Set problem a: Show every line of the records that contains the string "green", copied as it appears. Case counts.
====
So that is what happened, just as the girls were seemingly getting worried about not getting back or having to walk the whole of the next 2 or 3 miles on top of what they had already walked so far, the bus came along and took us all to Baltasound. The lady had a young girl with her, and it turned out that the people who run the B&B were her other grandparents, so the girls were to be taken directly there. I said my farewells to Julie and Ninon as I was dropped off by the kind and helpful driver, close to the main road junction. It only took two vehicles to have passed me, before the third, a lady who works at the shop I had visited earlier and her husband picked me up and took me almost all the way back to Uyeasound on the south of the islands.
And here I am drying my socks and typing after a lovely hot shower, in the comfort of my own private room (nobody else here) next to the storage heater. Thanking my lucky stars, and the Universe for answering nearly all of my prayers and request.
I feel it might be time to go back to Lerwick tomorrow, but I shall continue to let the omens and the opportunities flow to give me a clue as to where to go next. I have pretty well covered the whole of the Shetland isles now, some of it several times. The people have proved again to be as good as any others I have met around great Britain, though I do have some observations to outline, and this is not specifically about Shetland.
====
Set problem b: Resume the Shetland travel account, carrying on from its final sentence.
====
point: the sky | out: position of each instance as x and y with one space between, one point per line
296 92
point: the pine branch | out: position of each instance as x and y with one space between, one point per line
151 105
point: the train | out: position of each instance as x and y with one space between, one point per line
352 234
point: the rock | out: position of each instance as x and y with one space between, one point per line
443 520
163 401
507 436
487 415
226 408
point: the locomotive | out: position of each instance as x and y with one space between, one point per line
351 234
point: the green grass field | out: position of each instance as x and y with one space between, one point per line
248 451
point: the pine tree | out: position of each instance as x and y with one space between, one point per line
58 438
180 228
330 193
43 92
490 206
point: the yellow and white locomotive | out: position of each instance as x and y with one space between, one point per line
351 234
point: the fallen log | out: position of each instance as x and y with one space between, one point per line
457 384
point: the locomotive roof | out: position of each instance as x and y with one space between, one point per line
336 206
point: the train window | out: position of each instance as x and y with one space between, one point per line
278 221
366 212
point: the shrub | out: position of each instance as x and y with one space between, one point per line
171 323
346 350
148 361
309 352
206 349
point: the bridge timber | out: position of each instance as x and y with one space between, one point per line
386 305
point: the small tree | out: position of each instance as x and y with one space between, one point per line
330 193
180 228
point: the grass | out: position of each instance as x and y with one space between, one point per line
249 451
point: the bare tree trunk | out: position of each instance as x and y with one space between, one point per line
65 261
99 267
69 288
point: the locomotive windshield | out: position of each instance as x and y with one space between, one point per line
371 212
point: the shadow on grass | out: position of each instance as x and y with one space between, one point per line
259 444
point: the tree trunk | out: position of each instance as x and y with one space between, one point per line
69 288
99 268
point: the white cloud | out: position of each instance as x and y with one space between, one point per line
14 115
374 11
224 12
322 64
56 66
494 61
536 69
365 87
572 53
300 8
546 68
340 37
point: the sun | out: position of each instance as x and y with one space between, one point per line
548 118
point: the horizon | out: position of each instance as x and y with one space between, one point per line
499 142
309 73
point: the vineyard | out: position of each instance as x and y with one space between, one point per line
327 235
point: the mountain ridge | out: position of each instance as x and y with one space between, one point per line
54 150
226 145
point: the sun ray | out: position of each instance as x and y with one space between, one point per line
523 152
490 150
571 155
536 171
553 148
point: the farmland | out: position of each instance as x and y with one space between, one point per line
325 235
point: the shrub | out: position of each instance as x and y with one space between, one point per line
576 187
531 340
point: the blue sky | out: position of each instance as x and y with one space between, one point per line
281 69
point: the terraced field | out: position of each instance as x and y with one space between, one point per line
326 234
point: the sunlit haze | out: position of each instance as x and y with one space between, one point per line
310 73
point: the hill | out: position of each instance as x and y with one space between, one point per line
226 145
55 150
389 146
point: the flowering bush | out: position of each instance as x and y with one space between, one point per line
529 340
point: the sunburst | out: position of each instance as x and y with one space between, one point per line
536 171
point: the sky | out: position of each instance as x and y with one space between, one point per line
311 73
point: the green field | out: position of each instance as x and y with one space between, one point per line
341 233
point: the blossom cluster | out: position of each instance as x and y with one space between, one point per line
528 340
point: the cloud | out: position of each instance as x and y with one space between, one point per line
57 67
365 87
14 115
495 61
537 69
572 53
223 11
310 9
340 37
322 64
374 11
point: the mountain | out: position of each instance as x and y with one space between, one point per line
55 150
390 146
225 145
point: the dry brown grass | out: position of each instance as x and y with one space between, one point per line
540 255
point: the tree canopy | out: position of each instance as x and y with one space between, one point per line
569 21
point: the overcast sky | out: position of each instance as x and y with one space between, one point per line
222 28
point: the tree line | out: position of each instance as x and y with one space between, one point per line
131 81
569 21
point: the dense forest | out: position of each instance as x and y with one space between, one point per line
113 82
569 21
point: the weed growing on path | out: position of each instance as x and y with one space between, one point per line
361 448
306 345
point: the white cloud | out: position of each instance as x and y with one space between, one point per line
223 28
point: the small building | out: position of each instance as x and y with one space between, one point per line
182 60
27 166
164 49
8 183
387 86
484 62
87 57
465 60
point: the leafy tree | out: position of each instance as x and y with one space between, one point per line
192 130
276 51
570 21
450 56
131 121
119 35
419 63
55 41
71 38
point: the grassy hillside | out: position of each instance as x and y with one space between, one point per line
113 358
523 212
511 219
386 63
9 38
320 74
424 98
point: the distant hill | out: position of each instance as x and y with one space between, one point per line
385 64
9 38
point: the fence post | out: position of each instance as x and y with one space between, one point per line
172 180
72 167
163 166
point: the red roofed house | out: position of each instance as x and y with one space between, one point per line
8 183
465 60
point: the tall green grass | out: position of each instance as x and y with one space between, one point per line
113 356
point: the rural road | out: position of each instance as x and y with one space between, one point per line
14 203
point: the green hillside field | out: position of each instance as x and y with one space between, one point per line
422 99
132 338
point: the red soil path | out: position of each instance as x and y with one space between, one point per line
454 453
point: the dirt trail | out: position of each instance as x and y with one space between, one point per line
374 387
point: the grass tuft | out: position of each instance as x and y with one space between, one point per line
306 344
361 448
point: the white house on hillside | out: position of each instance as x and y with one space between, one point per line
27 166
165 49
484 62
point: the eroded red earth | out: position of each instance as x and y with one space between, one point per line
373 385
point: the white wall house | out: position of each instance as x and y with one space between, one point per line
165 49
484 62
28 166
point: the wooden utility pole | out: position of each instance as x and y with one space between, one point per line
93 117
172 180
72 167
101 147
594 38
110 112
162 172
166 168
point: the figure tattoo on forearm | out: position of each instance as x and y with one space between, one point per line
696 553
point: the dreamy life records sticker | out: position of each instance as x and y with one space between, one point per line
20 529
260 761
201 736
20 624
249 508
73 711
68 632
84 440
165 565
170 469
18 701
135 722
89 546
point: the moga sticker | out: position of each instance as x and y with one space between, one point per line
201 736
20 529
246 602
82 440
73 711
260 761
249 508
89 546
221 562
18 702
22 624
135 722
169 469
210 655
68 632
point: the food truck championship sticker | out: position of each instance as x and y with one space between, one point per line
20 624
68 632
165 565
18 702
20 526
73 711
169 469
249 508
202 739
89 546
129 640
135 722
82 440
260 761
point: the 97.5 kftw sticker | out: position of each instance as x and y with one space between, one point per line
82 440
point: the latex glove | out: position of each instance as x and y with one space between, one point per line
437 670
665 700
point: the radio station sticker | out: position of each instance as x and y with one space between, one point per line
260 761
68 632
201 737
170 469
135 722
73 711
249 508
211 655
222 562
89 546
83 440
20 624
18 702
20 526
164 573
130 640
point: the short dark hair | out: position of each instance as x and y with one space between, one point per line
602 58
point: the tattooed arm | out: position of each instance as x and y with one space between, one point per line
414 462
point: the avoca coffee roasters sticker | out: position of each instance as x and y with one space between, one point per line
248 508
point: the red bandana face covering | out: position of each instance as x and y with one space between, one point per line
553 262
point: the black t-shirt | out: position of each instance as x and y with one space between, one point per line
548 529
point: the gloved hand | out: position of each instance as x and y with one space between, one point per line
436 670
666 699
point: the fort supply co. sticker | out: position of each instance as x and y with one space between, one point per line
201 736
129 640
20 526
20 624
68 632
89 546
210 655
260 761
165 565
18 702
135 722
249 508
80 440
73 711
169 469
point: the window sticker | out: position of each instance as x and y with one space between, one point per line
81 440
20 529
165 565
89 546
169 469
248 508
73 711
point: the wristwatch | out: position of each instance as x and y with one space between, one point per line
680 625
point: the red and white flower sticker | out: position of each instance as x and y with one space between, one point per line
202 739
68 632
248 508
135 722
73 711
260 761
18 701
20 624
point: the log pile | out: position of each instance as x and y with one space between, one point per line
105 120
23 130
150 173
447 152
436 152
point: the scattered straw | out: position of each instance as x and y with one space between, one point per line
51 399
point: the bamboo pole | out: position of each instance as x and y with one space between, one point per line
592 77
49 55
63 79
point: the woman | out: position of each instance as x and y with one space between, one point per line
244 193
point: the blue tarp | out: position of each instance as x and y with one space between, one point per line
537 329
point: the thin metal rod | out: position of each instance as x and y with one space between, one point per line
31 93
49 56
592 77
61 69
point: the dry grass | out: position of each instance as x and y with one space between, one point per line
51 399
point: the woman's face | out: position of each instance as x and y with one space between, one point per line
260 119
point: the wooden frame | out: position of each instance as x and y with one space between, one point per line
====
Output a:
point: the green grass field | out: position of each instance as x and y with one space between, one point per line
point: the green field | out: position of each instance as x and y with one space between, one point per line
point: the tall green grass | out: position of each instance as x and y with one space between, one point per line
point: the green hillside field | out: position of each instance as x and y with one space between, one point per line

Output b:
It would seem part of the common culture for many people, (fortunately not everyone) to put themselves into a self imposed bubble. They live in a self contained home environment, with every luxury one can have on credit. They leave that periodically in the confines of a self contained vehicle bubble, where again they have every device known to man to accommodate their tastes and personal pleasure whilst traveling. They enter into another pretty safe work environment bubble, or shopping trip bubble and find few or certainly create few opportunities to expand this bubble very far to include others, especially strangers. They claim that they are independent free thinking people but have such rigid views that they cannot see that a stranger poses no immediate threat to them, except the need to maybe invest some of their precious time and resources. And they let precious few people close to, or into this bubble type comfort zone world thingy, for a fear of things changing too dramatically that they might actually enjoy a new experience and learn something new from a stranger.
And this is the basis for my walking project, IMAGINE.
Imagine, walk with a stranger, make a new friend.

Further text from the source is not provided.